▸ **WHAT THE TASK REQUIRES**: Render these records as a JSON list of strings, one string per line, leaving out any blank lines.

(Dataset rows)

════════════════

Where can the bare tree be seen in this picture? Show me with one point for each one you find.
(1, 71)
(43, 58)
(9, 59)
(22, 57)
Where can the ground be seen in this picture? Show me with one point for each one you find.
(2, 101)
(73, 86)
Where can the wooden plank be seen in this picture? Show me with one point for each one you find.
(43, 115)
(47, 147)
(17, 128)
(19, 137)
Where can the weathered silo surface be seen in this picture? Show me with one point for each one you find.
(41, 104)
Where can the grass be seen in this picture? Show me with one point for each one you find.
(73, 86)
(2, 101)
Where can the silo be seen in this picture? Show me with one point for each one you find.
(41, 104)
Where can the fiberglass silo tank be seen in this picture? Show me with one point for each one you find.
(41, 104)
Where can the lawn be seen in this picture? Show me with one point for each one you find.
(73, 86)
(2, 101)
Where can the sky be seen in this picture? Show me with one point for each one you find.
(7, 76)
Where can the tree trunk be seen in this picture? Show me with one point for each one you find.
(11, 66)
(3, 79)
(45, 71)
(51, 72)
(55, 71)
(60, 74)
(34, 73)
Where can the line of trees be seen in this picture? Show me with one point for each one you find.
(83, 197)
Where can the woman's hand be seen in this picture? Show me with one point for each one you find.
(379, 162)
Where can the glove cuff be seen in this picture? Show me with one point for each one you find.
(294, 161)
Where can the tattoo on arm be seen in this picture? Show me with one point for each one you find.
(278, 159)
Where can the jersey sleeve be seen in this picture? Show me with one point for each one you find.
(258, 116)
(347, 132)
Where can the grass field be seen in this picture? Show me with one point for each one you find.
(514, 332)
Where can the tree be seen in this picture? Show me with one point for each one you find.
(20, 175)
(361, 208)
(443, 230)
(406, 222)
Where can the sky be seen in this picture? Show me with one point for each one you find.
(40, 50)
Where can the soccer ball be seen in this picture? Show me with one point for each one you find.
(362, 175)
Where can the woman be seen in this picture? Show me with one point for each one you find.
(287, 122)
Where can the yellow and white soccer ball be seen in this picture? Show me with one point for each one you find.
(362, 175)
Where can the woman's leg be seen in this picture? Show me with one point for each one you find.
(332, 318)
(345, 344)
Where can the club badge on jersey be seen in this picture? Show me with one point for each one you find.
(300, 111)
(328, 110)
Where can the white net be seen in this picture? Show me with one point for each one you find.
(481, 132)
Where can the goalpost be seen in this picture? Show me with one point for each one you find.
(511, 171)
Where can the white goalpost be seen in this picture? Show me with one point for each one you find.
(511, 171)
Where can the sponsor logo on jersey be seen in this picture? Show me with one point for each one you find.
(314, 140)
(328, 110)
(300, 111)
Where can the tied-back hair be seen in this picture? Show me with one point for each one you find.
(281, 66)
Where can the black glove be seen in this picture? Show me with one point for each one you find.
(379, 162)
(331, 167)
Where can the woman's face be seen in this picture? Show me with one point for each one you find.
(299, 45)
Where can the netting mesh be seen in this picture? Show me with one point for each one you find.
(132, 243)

════════════════

▸ **FULL RESPONSE**:
[
  "Where can the bare tree be seen in this picture? Show me with one point for each one you find.",
  "(1, 71)",
  "(43, 58)",
  "(9, 59)",
  "(22, 57)",
  "Where can the ground be seen in this picture? Show me with one point for each one you find.",
  "(2, 101)",
  "(73, 86)",
  "Where can the wooden plank be seen in this picture? Show me with one point for each one you find.",
  "(43, 115)",
  "(47, 147)",
  "(17, 128)",
  "(19, 137)",
  "Where can the weathered silo surface be seen in this picture? Show me with one point for each one you find.",
  "(41, 104)",
  "Where can the grass be seen in this picture? Show me with one point for each one you find.",
  "(73, 86)",
  "(2, 101)",
  "Where can the silo be seen in this picture? Show me with one point for each one you find.",
  "(41, 104)",
  "Where can the fiberglass silo tank be seen in this picture? Show me with one point for each one you find.",
  "(41, 104)",
  "Where can the lawn be seen in this picture? Show me with one point for each one you find.",
  "(73, 86)",
  "(2, 101)",
  "Where can the sky be seen in this picture? Show me with one point for each one you find.",
  "(7, 76)",
  "Where can the tree trunk be seen in this picture? Show me with one point for each one you find.",
  "(11, 66)",
  "(3, 79)",
  "(45, 71)",
  "(51, 72)",
  "(55, 71)",
  "(60, 74)",
  "(34, 73)",
  "Where can the line of trees be seen in this picture? Show me with one point for each one you find.",
  "(83, 197)",
  "Where can the woman's hand be seen in this picture? Show me with one point for each one you find.",
  "(379, 162)",
  "Where can the glove cuff be seen in this picture? Show me with one point for each one you find.",
  "(294, 161)",
  "Where can the tattoo on arm be seen in this picture? Show me with one point for each one you find.",
  "(278, 159)",
  "Where can the jersey sleeve be seen in this picture? Show me with one point for each one you find.",
  "(258, 116)",
  "(347, 132)",
  "Where can the grass field be seen in this picture? Show me with one point for each one you find.",
  "(514, 332)",
  "Where can the tree be seen in this picture? Show me with one point for each one you find.",
  "(20, 175)",
  "(361, 208)",
  "(443, 230)",
  "(406, 222)",
  "Where can the sky be seen in this picture? Show me with one point for each one you find.",
  "(40, 50)",
  "Where can the soccer ball be seen in this picture? Show me with one point for each one you find.",
  "(362, 175)",
  "Where can the woman be seen in this picture? Show me with one point for each one you find.",
  "(287, 122)",
  "Where can the yellow and white soccer ball be seen in this picture? Show me with one point for each one you find.",
  "(362, 175)",
  "Where can the woman's leg be seen in this picture? Show me with one point for each one you find.",
  "(332, 318)",
  "(345, 344)",
  "Where can the club badge on jersey be seen in this picture? Show me with one point for each one you find.",
  "(300, 111)",
  "(328, 110)",
  "Where can the white net be seen in this picture? Show me with one point for each one you find.",
  "(481, 132)",
  "Where can the goalpost be seen in this picture? Show me with one point for each one you find.",
  "(511, 171)",
  "Where can the white goalpost be seen in this picture? Show me with one point for each one you find.",
  "(511, 171)",
  "Where can the sponsor logo on jersey be seen in this picture? Show me with one point for each one you find.",
  "(314, 140)",
  "(328, 110)",
  "(300, 111)",
  "Where can the tied-back hair be seen in this picture? Show me with one point for each one you find.",
  "(281, 66)",
  "Where can the black glove be seen in this picture? Show me with one point for each one you find.",
  "(379, 162)",
  "(331, 167)",
  "Where can the woman's face be seen in this picture? Show me with one point for each one you find.",
  "(299, 45)",
  "Where can the netting mesh be seen in this picture? Show me with one point for each one you find.",
  "(132, 243)"
]